- [The input]:
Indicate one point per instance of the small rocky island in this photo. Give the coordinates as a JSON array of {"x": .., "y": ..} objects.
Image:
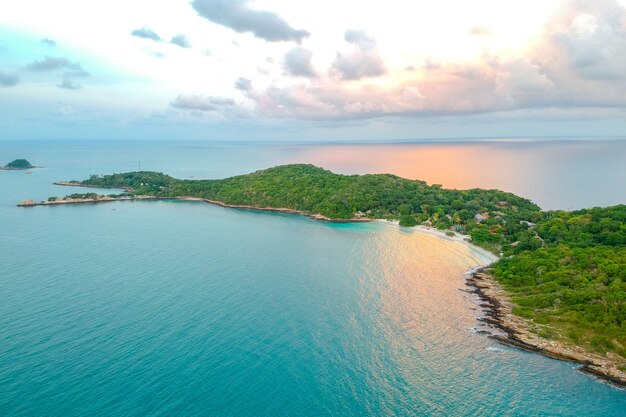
[{"x": 18, "y": 164}]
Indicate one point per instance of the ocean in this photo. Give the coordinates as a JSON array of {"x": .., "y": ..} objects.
[{"x": 182, "y": 308}]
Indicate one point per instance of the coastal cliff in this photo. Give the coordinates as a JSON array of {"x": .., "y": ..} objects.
[{"x": 524, "y": 334}]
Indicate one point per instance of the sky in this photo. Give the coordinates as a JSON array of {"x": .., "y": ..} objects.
[{"x": 324, "y": 70}]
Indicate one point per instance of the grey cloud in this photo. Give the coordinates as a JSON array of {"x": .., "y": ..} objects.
[
  {"x": 575, "y": 68},
  {"x": 8, "y": 80},
  {"x": 363, "y": 62},
  {"x": 590, "y": 38},
  {"x": 236, "y": 15},
  {"x": 243, "y": 84},
  {"x": 69, "y": 84},
  {"x": 50, "y": 63},
  {"x": 298, "y": 63},
  {"x": 200, "y": 102},
  {"x": 181, "y": 40},
  {"x": 146, "y": 33},
  {"x": 359, "y": 65},
  {"x": 359, "y": 38}
]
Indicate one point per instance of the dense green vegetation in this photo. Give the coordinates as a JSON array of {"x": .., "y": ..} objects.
[
  {"x": 575, "y": 280},
  {"x": 19, "y": 164},
  {"x": 566, "y": 270},
  {"x": 317, "y": 191}
]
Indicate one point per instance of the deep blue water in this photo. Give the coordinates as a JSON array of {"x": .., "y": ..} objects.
[{"x": 180, "y": 308}]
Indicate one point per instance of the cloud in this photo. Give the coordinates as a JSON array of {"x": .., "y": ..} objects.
[
  {"x": 479, "y": 31},
  {"x": 236, "y": 15},
  {"x": 243, "y": 84},
  {"x": 180, "y": 40},
  {"x": 50, "y": 63},
  {"x": 146, "y": 33},
  {"x": 363, "y": 62},
  {"x": 200, "y": 102},
  {"x": 298, "y": 63},
  {"x": 8, "y": 80},
  {"x": 576, "y": 63},
  {"x": 69, "y": 84}
]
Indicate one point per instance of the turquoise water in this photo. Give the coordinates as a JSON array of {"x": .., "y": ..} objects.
[{"x": 181, "y": 308}]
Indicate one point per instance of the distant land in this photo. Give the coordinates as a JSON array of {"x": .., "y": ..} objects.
[
  {"x": 559, "y": 287},
  {"x": 18, "y": 164}
]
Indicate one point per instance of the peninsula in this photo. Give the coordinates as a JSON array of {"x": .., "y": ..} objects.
[
  {"x": 18, "y": 164},
  {"x": 559, "y": 287}
]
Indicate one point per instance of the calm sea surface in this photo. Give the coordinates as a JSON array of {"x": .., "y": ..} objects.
[{"x": 181, "y": 308}]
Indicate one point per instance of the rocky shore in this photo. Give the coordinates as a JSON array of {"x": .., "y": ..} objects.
[
  {"x": 523, "y": 334},
  {"x": 104, "y": 198}
]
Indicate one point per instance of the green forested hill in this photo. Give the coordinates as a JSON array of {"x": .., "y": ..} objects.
[
  {"x": 318, "y": 191},
  {"x": 564, "y": 269}
]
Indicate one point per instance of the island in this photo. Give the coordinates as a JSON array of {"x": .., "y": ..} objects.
[
  {"x": 558, "y": 288},
  {"x": 18, "y": 164}
]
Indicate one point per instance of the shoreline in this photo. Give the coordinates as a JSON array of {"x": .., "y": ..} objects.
[
  {"x": 493, "y": 299},
  {"x": 522, "y": 334},
  {"x": 105, "y": 199}
]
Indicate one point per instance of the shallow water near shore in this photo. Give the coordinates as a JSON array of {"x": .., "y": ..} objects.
[{"x": 183, "y": 308}]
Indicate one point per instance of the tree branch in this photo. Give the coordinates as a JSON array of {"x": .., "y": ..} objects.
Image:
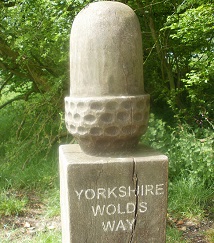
[
  {"x": 19, "y": 97},
  {"x": 5, "y": 82}
]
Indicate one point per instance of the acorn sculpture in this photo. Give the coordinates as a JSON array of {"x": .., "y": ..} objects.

- [Job]:
Rewrite every one of the items above, changing "Indicate one point per instance" to "Mark one point for each instance" and leaving everything else as it is. Omit the pictures from your answer.

- [Finished exercise]:
Mark one point for each instance of the small rocky island in this photo. Give the coordinates as a JSON array of {"x": .., "y": ..} objects.
Image:
[{"x": 18, "y": 164}]
Mark one point for each instance of the ocean in this photo. Give the coordinates as a JSON array of {"x": .., "y": ..} objects.
[{"x": 182, "y": 308}]
Mark one point for each instance of the coastal cliff in this photo. Give the coordinates as a JSON array of {"x": .., "y": ..} objects.
[{"x": 524, "y": 334}]
Mark one point for each instance of the sky in this photo. Give the coordinates as a JSON array of {"x": .., "y": ..} objects.
[{"x": 324, "y": 70}]
Mark one point for each instance of the grey cloud in this photo. Give the coordinates as a JSON array of {"x": .., "y": ..} objects.
[
  {"x": 575, "y": 68},
  {"x": 8, "y": 80},
  {"x": 363, "y": 62},
  {"x": 590, "y": 38},
  {"x": 236, "y": 15},
  {"x": 243, "y": 84},
  {"x": 69, "y": 84},
  {"x": 50, "y": 63},
  {"x": 298, "y": 63},
  {"x": 200, "y": 102},
  {"x": 181, "y": 40},
  {"x": 146, "y": 33},
  {"x": 359, "y": 65},
  {"x": 359, "y": 38}
]
Mark one point for each instance of the dense green vegetation in this photo. Give the coordinates as a JSON array of {"x": .., "y": ..} objects.
[
  {"x": 575, "y": 280},
  {"x": 19, "y": 164},
  {"x": 566, "y": 270},
  {"x": 317, "y": 191}
]
Mark one point for each instance of the deep blue water in this photo. Give the coordinates as a JSON array of {"x": .., "y": ..} objects.
[{"x": 180, "y": 308}]
Mark one point for each instance of the cloud in this photo. Give the coordinates as a JSON array of {"x": .., "y": ..} objects.
[
  {"x": 479, "y": 31},
  {"x": 236, "y": 15},
  {"x": 243, "y": 84},
  {"x": 180, "y": 40},
  {"x": 50, "y": 63},
  {"x": 146, "y": 33},
  {"x": 363, "y": 62},
  {"x": 200, "y": 102},
  {"x": 298, "y": 63},
  {"x": 8, "y": 80},
  {"x": 576, "y": 63},
  {"x": 69, "y": 84}
]
Mark one point for each instance of the turquoise water in this photo. Give the coordinates as a JSON array of {"x": .., "y": ..} objects.
[{"x": 181, "y": 308}]
Mark one point for each instance of the distant land in this photo. Give the coordinates as a JSON array of {"x": .., "y": ..} objects.
[
  {"x": 559, "y": 287},
  {"x": 18, "y": 164}
]
Mark one point for each instance of the peninsula in this photo. Give the coordinates as a JSON array of {"x": .., "y": ..} objects.
[
  {"x": 18, "y": 164},
  {"x": 559, "y": 287}
]
Mark one point for each instance of the calm sea surface in this photo. Give the coordinates as a JSON array of {"x": .., "y": ..} objects.
[{"x": 181, "y": 308}]
Mark one point for each instance of the rocky shore in this photo. Give the coordinates as a JSON array of {"x": .., "y": ..} objects.
[
  {"x": 523, "y": 334},
  {"x": 104, "y": 198}
]
Mark one point for each instance of the green forested hill in this photo. Give the coordinates as a JSON array of {"x": .., "y": ..} objects.
[
  {"x": 318, "y": 191},
  {"x": 564, "y": 269}
]
Mark one point for each instance of the island in this photo. Give the coordinates as a JSON array of {"x": .., "y": ..} objects.
[
  {"x": 558, "y": 288},
  {"x": 18, "y": 164}
]
Mark one point for each instance of the shoreline in this photo. Give the coordinates as a JSON array of {"x": .., "y": ..} objects.
[
  {"x": 493, "y": 299},
  {"x": 522, "y": 334},
  {"x": 105, "y": 199}
]
Mark one point for each instance of the shallow water near shore in this photo. Give the coordinates as a JSON array of {"x": .., "y": ..} objects.
[{"x": 183, "y": 308}]
Mark one point for each instance of the tree branch in this photo. Give the coordinates as a JSON array of {"x": .., "y": ..} objects.
Image:
[
  {"x": 19, "y": 97},
  {"x": 5, "y": 82}
]
Mark one point for each instance of the acorn sculpture in this photo. Give the coordinates as a JSON array of {"x": .., "y": ..} objects.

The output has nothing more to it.